== Selected passage ==
Only a few years ago, there weren’t many good reasons to venture into downtown Vancouver, which dates its establishment to 1857 as Washington’s oldest city. Times are changing, however. Paced in part by a resurgence of the dining and brewing scene (when Lucky Lager closed its plant here in 1985, many throats went dry), there’s a younger, hipper sensibility to the central blocks of Main and Washington Streets, and around Esther Short Park.

The four-square-block park claims to be the oldest public square in the Pacific Northwest, having been named for a pioneer woman who arrived here in 1845. Flanked on the south by the Vancouver Hilton hotel and conference center, to the west by an almost-year-round farmers’ market, the park is the site of frequent summer concerts and festivals.

At its heart is the 69-foot Salmon Run Bell Tower, whose glockenspiel rings several times daily. And on its southwest corner is the Victorian-style Slocum House, built in 1867 and now used for community events; East Fork Cellars, a winery based in suburban Ridgefield, opened a tasting room in the house last summer.
===
== Supplied information ==
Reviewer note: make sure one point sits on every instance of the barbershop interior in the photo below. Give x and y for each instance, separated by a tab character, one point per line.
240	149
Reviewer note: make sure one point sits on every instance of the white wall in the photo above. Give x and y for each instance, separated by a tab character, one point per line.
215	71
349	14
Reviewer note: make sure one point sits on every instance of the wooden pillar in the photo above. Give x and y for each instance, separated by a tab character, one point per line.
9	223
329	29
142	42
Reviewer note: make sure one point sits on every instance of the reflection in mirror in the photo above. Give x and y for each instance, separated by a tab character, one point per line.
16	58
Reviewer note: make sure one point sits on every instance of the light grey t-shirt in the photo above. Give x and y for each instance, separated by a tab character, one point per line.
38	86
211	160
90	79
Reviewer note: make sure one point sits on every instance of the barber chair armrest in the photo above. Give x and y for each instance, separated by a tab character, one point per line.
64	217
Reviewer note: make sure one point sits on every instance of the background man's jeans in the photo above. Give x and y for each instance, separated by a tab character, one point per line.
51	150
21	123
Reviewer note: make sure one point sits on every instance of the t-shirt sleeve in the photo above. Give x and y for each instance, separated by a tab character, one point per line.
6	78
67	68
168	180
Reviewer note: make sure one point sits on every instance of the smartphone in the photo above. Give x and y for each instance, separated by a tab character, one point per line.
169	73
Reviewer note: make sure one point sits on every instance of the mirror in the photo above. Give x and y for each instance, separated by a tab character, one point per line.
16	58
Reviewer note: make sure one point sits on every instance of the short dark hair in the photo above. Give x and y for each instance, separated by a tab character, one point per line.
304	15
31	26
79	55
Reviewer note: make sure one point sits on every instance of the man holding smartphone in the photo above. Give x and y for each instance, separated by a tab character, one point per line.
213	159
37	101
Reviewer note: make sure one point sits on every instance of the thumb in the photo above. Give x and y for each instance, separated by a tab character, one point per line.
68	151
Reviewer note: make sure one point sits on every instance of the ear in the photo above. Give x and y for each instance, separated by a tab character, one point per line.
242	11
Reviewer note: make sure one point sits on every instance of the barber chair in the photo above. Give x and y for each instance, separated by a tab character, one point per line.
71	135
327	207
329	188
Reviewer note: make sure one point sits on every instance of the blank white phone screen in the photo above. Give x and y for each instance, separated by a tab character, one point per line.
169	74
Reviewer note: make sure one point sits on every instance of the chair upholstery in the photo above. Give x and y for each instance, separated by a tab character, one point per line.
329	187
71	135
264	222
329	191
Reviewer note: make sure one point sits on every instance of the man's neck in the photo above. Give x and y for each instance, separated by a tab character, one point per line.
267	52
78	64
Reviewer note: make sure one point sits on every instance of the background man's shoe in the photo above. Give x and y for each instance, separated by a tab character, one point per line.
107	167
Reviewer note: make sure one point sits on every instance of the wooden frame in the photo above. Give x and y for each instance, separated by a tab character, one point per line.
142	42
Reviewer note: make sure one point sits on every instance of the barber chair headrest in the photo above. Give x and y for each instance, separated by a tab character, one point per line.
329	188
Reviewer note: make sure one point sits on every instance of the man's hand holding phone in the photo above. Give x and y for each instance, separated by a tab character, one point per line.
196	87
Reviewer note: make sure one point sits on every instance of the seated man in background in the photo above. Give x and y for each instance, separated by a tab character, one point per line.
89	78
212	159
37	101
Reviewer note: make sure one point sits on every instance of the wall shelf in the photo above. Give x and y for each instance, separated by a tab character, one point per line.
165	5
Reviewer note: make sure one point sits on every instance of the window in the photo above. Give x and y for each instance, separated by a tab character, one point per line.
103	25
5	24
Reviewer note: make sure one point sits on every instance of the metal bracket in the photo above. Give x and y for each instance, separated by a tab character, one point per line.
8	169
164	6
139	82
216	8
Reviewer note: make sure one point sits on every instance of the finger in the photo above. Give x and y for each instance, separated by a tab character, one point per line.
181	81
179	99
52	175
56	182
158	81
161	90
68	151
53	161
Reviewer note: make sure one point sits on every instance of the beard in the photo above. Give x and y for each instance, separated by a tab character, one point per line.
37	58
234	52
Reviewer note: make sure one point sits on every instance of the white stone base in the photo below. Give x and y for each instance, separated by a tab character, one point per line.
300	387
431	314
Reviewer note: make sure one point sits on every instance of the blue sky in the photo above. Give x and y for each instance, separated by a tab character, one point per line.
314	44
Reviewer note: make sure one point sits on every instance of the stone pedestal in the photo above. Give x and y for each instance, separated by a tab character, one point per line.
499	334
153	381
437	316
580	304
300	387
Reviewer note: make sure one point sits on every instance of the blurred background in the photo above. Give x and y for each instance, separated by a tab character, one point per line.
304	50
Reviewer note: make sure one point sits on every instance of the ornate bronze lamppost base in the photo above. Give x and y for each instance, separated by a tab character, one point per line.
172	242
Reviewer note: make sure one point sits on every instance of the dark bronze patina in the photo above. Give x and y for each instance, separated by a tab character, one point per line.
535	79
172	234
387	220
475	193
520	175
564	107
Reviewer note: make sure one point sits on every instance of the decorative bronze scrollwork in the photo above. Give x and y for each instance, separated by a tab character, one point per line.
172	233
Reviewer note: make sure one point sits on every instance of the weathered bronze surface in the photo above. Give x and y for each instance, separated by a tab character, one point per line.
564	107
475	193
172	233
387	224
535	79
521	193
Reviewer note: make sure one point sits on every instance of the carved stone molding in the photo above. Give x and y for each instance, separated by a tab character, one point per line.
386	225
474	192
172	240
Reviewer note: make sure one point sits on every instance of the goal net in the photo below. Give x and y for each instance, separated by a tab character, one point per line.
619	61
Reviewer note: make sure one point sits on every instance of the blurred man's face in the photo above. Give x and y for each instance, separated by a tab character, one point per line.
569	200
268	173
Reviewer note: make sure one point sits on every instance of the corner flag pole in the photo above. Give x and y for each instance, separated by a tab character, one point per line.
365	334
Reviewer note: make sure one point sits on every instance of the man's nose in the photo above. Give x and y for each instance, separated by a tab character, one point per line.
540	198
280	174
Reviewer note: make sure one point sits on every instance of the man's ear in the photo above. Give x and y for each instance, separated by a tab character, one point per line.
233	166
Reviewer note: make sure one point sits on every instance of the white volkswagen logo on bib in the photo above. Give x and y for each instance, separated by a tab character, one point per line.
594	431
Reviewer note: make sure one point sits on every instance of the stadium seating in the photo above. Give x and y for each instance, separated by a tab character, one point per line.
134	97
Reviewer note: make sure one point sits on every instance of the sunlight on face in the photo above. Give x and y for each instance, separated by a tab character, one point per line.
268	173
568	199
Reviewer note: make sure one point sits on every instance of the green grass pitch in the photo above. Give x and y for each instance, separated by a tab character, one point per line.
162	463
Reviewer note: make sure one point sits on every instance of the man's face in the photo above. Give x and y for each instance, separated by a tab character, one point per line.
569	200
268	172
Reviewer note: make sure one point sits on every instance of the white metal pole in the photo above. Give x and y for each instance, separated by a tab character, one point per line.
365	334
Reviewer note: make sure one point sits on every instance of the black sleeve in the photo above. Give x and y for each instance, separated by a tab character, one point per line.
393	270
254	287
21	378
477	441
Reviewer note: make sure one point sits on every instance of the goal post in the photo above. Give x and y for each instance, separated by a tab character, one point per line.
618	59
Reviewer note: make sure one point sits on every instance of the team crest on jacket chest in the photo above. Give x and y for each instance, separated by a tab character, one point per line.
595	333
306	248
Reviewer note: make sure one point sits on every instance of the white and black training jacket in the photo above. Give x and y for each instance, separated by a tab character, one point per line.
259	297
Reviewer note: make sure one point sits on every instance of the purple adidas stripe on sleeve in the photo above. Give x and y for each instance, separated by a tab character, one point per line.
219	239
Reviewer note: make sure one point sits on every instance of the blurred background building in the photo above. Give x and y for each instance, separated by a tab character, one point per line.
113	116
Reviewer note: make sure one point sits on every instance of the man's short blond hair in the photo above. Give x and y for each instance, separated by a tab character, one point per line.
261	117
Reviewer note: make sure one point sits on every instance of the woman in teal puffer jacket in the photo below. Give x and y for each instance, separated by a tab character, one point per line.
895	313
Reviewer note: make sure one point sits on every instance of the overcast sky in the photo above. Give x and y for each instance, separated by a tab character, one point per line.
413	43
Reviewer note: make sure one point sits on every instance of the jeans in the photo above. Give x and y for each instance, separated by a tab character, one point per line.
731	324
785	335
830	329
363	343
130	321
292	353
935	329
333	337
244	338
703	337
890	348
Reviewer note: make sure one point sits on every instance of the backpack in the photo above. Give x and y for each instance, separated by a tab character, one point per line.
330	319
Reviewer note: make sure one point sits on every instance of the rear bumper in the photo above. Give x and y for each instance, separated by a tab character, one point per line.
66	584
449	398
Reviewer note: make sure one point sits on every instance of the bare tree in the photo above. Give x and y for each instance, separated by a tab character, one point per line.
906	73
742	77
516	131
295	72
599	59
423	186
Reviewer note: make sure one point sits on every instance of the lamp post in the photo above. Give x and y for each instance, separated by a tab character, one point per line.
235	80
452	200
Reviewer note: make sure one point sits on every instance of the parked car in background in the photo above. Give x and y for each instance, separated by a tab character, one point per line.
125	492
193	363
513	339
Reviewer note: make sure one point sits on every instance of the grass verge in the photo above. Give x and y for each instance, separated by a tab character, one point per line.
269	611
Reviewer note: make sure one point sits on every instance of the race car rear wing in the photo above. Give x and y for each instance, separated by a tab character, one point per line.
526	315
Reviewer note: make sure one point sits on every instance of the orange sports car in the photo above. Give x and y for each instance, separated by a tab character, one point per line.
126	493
===
(Task description):
Please pick up the passage on downtown Vancouver, Washington, and continue it past its final sentence.

(Exercise result):
On the north side of downtown, the Clark County Historical Museum is at home in the 1909 Carnegie Library building. Its current exhibits focus on native Indian basketry, local labor history, regional curiosities and millinery fashion. In the basement are historical archives that document every thread of southwestern Washington history.

But what I love most about this museum is its tiny Brautigan Library, named for Oregon-born novelist and poet Richard Brautigan (1935-1984). Envisioned by the writer in his 1966 novel, “The Abortion: An Historical Romance,” the Library for Unpublished Works was moved from Burlington, Vt., to Vancouver in 2010. It is exactly what the name suggests.